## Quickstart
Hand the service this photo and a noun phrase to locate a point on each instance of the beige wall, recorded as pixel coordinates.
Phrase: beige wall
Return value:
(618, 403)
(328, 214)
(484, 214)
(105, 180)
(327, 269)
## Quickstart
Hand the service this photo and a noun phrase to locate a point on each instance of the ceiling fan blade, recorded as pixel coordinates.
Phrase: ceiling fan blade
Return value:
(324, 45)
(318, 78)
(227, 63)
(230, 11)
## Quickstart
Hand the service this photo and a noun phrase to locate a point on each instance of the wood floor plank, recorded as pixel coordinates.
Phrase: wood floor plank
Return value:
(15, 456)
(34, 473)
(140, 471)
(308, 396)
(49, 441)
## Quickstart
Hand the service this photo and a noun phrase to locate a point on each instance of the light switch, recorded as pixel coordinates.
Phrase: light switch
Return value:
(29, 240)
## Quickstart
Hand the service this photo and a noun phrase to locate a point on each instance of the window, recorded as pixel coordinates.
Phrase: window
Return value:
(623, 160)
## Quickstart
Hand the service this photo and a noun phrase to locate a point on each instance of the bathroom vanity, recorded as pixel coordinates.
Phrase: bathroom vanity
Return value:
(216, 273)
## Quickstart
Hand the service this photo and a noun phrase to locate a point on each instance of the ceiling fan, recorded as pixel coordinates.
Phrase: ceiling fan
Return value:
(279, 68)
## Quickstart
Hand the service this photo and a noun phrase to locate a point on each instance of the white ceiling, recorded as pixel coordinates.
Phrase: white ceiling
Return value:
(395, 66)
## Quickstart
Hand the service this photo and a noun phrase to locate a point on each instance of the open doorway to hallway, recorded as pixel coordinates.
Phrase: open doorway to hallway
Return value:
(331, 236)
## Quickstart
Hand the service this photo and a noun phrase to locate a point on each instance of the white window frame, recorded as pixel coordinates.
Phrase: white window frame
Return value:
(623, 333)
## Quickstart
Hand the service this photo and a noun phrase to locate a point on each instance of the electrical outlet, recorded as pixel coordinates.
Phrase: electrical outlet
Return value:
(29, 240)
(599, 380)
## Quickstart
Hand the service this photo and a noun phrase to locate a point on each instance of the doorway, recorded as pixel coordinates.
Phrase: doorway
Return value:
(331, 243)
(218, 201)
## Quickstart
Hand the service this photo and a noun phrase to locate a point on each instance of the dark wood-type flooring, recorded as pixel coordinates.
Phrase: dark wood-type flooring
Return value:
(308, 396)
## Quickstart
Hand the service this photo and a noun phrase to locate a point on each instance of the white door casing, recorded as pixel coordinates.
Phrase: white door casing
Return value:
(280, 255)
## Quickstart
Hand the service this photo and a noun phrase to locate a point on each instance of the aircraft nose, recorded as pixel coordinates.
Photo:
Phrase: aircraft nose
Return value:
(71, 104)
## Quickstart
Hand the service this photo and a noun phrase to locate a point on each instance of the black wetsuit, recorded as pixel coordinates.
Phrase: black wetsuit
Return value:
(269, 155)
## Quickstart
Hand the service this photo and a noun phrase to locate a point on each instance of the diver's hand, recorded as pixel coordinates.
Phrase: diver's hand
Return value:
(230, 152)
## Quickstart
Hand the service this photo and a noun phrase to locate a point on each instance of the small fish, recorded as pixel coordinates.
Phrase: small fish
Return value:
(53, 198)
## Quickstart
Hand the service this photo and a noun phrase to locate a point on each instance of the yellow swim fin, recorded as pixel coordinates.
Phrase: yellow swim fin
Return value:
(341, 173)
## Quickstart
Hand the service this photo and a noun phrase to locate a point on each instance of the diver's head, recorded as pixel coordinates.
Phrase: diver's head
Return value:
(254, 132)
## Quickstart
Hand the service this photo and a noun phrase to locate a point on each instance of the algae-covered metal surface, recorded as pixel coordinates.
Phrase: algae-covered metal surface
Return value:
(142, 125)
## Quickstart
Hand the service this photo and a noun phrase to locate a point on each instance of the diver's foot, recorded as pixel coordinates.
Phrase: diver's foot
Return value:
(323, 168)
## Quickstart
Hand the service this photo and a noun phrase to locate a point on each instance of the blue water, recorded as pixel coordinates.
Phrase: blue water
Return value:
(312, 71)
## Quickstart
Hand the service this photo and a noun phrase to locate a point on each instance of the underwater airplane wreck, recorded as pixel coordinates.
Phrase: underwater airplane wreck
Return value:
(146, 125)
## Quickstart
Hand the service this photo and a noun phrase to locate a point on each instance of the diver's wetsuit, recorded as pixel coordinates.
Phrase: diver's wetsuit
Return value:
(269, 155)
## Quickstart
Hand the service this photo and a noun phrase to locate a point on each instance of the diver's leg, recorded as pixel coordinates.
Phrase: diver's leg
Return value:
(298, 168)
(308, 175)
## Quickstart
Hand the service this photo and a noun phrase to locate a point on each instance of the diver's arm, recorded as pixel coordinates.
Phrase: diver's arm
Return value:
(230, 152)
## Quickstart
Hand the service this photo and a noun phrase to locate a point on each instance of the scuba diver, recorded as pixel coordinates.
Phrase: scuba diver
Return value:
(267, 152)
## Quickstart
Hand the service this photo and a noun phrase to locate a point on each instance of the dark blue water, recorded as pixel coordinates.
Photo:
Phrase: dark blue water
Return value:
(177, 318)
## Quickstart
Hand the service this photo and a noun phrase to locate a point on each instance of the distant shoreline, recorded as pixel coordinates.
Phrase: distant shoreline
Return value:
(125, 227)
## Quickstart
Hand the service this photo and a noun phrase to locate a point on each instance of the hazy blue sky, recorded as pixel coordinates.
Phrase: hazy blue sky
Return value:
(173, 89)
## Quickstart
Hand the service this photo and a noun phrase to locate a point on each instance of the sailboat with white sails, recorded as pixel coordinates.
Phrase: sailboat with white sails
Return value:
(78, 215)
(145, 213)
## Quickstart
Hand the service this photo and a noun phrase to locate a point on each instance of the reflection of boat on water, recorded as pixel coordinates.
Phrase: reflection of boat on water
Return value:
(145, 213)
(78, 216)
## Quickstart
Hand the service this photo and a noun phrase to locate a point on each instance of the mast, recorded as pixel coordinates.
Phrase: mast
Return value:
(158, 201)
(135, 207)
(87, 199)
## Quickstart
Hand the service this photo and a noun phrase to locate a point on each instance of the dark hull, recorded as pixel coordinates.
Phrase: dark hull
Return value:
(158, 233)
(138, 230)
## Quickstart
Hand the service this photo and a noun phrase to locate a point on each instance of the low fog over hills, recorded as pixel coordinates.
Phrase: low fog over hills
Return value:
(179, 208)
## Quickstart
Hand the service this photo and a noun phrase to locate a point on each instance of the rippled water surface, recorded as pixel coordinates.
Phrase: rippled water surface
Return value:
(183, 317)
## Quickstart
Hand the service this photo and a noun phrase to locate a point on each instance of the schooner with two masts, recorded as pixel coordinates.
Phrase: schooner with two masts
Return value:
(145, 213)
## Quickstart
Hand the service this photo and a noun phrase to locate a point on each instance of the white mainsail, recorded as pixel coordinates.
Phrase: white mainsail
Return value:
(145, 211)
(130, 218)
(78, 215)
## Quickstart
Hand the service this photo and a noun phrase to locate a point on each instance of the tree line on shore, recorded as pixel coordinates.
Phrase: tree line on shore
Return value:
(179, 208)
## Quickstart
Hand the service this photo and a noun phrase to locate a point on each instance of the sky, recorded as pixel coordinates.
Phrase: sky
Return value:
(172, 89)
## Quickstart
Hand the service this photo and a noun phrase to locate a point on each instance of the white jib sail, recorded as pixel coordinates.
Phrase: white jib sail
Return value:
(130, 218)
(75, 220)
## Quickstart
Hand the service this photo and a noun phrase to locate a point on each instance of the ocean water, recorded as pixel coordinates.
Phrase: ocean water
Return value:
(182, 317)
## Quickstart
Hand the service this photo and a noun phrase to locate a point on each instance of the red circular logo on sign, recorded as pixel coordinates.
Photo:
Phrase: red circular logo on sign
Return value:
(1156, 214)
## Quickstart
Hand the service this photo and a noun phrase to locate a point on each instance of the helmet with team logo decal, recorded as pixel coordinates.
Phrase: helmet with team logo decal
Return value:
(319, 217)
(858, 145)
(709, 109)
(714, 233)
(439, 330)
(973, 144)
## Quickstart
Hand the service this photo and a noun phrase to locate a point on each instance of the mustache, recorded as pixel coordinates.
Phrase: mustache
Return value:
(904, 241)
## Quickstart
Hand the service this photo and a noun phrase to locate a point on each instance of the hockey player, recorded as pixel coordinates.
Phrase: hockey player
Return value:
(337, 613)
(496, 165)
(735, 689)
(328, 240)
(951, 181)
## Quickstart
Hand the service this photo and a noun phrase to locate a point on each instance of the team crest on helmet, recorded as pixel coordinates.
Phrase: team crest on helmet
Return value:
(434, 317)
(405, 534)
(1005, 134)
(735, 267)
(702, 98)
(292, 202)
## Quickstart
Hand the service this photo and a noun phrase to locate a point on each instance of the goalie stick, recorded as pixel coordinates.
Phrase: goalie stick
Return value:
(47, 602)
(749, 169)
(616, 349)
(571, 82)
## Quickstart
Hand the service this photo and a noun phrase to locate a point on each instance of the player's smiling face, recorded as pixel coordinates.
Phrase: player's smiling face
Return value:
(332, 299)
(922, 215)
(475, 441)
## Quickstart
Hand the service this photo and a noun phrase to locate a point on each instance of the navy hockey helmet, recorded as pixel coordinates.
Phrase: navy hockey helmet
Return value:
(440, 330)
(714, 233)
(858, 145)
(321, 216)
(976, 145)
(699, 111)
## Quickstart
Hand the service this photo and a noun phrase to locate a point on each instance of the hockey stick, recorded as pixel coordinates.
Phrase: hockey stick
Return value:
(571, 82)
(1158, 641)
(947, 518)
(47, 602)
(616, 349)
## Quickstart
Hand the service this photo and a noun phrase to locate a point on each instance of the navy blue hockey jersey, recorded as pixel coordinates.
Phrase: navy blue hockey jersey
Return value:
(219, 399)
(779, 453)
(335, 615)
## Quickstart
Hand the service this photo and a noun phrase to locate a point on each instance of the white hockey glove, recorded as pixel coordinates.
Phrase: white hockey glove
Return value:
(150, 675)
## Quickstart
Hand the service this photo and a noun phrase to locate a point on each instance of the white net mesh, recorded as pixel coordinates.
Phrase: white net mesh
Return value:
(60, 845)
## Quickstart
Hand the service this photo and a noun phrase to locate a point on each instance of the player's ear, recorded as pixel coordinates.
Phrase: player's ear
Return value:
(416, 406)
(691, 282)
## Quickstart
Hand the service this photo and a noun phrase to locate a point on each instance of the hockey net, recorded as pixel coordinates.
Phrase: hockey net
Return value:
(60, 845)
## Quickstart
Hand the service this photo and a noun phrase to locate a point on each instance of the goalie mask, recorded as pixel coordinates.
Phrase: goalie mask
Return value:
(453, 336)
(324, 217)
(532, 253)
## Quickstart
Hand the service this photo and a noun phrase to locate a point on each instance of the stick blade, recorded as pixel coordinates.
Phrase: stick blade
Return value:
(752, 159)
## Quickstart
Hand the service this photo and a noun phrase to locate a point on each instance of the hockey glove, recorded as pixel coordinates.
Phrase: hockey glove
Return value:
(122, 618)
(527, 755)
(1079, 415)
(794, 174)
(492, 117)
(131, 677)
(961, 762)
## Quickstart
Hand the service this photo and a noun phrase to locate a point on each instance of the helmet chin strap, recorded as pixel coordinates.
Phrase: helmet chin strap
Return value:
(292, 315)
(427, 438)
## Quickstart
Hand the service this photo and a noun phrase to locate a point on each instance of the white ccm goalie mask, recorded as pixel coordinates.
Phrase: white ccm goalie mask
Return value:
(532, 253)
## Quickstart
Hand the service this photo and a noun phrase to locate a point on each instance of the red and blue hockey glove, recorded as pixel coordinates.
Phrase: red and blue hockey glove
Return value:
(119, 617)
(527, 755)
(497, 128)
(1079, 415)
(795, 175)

▬▬▬

What you will do:
Quote every line of the records above, from the first down to the one holding "Phrase: open doorway to hallway", exactly as written.

Result of this exercise:
## Quickstart
Hand the service this photo and a noun phrase to locate a point on each instance of the beige wall, recorded as pixel coordinates.
Phrase: beige wall
Return value:
(618, 403)
(328, 214)
(484, 214)
(105, 180)
(327, 269)
## Quickstart
Hand the service this photo and a noun phrase to locate a point on each instance of the ceiling fan blade, recorded as pixel coordinates.
Phrase: ceiling fan blade
Return value:
(324, 45)
(318, 78)
(227, 63)
(230, 11)
## Quickstart
Hand the service this photo and a noun phrase to locate a point on each instance of the wood floor plank, recorded as pixel coordinates.
Phrase: wood floor plank
Return value:
(15, 456)
(34, 473)
(140, 471)
(308, 396)
(49, 441)
## Quickstart
Hand the service this photo and a noun phrase to locate a point on each instance of the light switch, recorded as pixel coordinates.
Phrase: light switch
Return value:
(29, 240)
## Quickstart
Hand the service this photo and a noun phrase to locate a point on each instance of the window, recorded as pixel coordinates.
Phrase: window
Return value:
(623, 160)
## Quickstart
Hand the service this photo and a noun phrase to locate a point on each instance of the bathroom vanity, recorded as pixel coordinates.
Phrase: bathroom vanity
Return value:
(216, 273)
## Quickstart
Hand the service this photo and a noun phrase to locate a point on each instance of the ceiling fan, recorded as pixel coordinates.
Phrase: ceiling fan
Return value:
(279, 68)
## Quickstart
Hand the service this photo and a noun phrase to locate a point on each instance of the white ceiling, recorded as pixel coordinates.
Phrase: white ceiling
Return value:
(395, 66)
## Quickstart
Hand the service this photo and a noun phrase to locate a point on each instance of the open doorway to hallway, recorded as pixel coordinates.
Phrase: open doorway to hallway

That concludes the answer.